Aim of the exercise
Each line from the one containing "Please tag the red" to the end of the records below should be restated word for word; please leave out all other lines.

Recorded information
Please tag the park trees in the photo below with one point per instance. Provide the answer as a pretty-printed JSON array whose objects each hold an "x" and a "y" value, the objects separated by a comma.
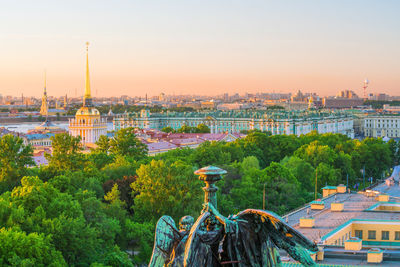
[
  {"x": 20, "y": 249},
  {"x": 14, "y": 158},
  {"x": 166, "y": 189}
]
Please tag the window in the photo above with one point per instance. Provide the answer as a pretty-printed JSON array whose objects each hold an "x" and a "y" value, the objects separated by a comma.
[
  {"x": 371, "y": 234},
  {"x": 397, "y": 235},
  {"x": 358, "y": 233},
  {"x": 385, "y": 235}
]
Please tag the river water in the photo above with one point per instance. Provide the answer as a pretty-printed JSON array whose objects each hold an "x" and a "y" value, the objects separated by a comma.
[{"x": 23, "y": 127}]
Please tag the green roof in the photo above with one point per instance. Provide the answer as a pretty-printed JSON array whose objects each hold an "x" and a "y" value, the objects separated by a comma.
[
  {"x": 295, "y": 264},
  {"x": 329, "y": 187},
  {"x": 320, "y": 202}
]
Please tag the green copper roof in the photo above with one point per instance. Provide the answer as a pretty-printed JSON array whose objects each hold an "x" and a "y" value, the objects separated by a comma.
[
  {"x": 320, "y": 202},
  {"x": 296, "y": 264},
  {"x": 329, "y": 187}
]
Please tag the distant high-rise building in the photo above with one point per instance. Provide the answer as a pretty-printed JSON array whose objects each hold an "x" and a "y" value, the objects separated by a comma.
[{"x": 88, "y": 123}]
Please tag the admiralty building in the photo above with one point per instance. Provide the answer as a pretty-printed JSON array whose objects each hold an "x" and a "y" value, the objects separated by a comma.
[{"x": 277, "y": 122}]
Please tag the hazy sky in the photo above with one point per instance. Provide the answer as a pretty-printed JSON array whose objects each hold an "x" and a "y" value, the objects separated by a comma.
[{"x": 199, "y": 47}]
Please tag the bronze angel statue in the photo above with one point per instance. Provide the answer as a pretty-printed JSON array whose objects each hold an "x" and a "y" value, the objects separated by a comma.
[{"x": 250, "y": 238}]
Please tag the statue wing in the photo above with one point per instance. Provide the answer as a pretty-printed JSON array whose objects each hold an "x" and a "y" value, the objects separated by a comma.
[
  {"x": 195, "y": 250},
  {"x": 165, "y": 237},
  {"x": 266, "y": 223}
]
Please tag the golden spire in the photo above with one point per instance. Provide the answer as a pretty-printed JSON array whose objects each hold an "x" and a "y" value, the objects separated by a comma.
[
  {"x": 87, "y": 99},
  {"x": 45, "y": 82}
]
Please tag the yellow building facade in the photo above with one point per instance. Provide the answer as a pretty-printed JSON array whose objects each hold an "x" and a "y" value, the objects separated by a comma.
[{"x": 88, "y": 123}]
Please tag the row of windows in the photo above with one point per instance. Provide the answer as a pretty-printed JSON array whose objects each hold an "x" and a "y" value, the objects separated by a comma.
[{"x": 385, "y": 235}]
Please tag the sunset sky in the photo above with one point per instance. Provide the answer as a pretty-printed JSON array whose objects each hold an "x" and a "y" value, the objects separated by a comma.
[{"x": 199, "y": 47}]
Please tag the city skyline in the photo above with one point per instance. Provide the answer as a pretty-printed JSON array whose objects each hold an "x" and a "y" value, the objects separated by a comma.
[{"x": 192, "y": 48}]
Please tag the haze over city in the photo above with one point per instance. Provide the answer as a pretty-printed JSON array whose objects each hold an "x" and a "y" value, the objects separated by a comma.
[{"x": 199, "y": 47}]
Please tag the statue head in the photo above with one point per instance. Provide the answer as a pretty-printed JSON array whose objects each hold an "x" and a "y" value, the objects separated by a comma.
[
  {"x": 210, "y": 223},
  {"x": 185, "y": 223}
]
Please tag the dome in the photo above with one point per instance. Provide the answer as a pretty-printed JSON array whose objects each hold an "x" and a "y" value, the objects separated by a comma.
[{"x": 87, "y": 111}]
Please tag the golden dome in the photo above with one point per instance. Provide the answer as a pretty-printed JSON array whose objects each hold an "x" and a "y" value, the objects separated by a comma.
[{"x": 87, "y": 111}]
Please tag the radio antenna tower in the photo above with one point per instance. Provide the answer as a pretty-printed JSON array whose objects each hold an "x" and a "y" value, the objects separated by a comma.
[{"x": 366, "y": 82}]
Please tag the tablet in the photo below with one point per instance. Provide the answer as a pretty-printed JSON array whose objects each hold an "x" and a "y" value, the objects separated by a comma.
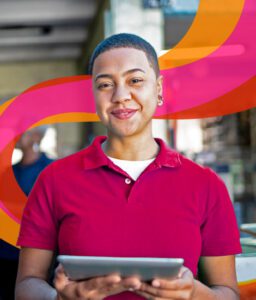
[{"x": 82, "y": 267}]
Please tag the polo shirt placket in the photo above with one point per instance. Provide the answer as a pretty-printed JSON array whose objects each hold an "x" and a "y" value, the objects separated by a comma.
[{"x": 96, "y": 158}]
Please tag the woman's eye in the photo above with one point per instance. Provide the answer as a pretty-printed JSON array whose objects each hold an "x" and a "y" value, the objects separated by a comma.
[
  {"x": 104, "y": 85},
  {"x": 136, "y": 80}
]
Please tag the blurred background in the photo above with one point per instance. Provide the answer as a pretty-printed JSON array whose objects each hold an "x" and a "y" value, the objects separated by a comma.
[{"x": 42, "y": 40}]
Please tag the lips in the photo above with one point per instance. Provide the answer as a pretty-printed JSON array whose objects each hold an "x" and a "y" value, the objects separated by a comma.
[{"x": 124, "y": 113}]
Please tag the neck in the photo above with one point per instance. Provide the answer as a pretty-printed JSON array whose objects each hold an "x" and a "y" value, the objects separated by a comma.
[
  {"x": 30, "y": 156},
  {"x": 131, "y": 148}
]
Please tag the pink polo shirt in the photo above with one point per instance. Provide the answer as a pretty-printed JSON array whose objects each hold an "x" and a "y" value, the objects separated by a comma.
[{"x": 85, "y": 205}]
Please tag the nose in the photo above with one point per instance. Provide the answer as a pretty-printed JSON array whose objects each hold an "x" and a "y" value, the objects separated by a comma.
[{"x": 121, "y": 94}]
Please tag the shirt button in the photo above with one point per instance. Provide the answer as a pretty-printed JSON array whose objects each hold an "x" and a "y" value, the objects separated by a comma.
[{"x": 128, "y": 180}]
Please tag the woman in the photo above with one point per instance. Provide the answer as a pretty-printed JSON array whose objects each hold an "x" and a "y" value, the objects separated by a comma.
[{"x": 129, "y": 195}]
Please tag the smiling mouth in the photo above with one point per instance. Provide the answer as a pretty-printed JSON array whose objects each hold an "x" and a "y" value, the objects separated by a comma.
[{"x": 123, "y": 114}]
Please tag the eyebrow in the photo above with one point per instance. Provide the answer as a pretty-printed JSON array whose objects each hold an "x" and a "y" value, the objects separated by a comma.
[{"x": 125, "y": 73}]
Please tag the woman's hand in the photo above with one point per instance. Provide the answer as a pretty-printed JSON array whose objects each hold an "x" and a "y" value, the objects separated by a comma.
[
  {"x": 94, "y": 289},
  {"x": 181, "y": 288}
]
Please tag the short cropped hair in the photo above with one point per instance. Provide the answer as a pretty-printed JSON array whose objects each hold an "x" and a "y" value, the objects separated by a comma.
[{"x": 125, "y": 40}]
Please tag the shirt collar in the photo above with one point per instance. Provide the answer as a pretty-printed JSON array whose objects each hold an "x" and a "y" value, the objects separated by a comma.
[{"x": 94, "y": 157}]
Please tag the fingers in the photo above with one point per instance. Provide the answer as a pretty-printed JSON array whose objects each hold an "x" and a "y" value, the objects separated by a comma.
[
  {"x": 60, "y": 278},
  {"x": 179, "y": 288}
]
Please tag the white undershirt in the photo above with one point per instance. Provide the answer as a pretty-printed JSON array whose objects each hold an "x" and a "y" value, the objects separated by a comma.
[{"x": 132, "y": 167}]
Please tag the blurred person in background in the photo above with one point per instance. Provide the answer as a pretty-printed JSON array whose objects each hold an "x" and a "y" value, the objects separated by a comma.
[{"x": 26, "y": 171}]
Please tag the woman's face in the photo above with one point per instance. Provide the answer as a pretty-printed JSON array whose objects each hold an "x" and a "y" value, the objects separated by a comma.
[{"x": 126, "y": 91}]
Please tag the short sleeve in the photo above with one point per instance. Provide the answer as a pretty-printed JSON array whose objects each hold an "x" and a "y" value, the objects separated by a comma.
[
  {"x": 39, "y": 224},
  {"x": 219, "y": 229}
]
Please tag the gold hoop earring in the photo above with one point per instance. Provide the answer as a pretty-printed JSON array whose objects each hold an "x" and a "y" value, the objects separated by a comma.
[{"x": 160, "y": 101}]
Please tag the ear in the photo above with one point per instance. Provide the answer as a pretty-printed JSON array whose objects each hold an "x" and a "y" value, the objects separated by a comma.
[{"x": 160, "y": 85}]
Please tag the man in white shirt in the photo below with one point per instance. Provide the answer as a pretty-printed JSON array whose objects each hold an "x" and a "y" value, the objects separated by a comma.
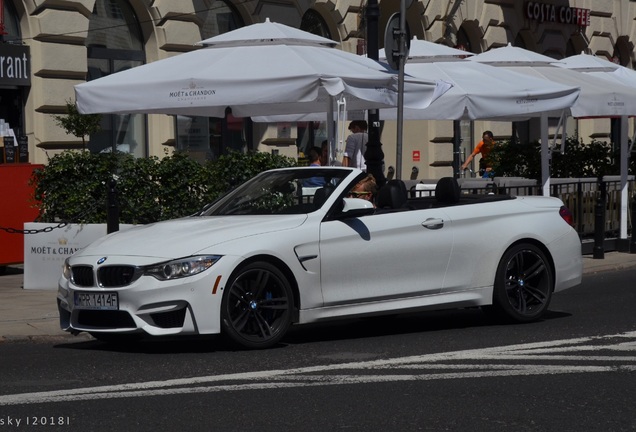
[{"x": 356, "y": 145}]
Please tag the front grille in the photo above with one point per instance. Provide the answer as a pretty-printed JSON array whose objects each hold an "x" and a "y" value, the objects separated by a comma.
[
  {"x": 83, "y": 276},
  {"x": 105, "y": 319},
  {"x": 117, "y": 276},
  {"x": 170, "y": 319}
]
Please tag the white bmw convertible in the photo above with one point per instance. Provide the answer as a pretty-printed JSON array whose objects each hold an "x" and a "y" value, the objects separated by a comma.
[{"x": 290, "y": 247}]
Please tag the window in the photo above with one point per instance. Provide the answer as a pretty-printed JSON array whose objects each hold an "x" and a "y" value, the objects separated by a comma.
[
  {"x": 206, "y": 138},
  {"x": 115, "y": 43}
]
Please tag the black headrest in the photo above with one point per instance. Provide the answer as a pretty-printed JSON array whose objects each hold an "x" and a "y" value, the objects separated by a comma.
[
  {"x": 392, "y": 195},
  {"x": 447, "y": 190}
]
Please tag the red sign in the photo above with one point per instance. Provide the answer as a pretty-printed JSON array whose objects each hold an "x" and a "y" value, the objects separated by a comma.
[{"x": 558, "y": 14}]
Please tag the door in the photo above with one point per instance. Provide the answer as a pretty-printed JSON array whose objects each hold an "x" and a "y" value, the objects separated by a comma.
[{"x": 384, "y": 256}]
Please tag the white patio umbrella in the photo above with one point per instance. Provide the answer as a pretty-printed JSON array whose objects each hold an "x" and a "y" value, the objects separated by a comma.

Exercise response
Please tag the red sign in the photo above with one point per instance. Provide the answer as a pretty-printed JSON array whose objects each hold an "x" and a "y" value, the objects separated by a comma.
[{"x": 558, "y": 14}]
Please tag the door in the photo above with one point per instance. Provide the answer as a pretty-printed JSON array whose objects each hold an "x" and a "y" value, the objects separated by a comma.
[{"x": 384, "y": 256}]
Please tag the white patio umbrella in the photo above with one point per instance. Provide the answer as a pretty-printed JSON array whose objects each hold an "x" and a "y" value, the objects separated by a comma.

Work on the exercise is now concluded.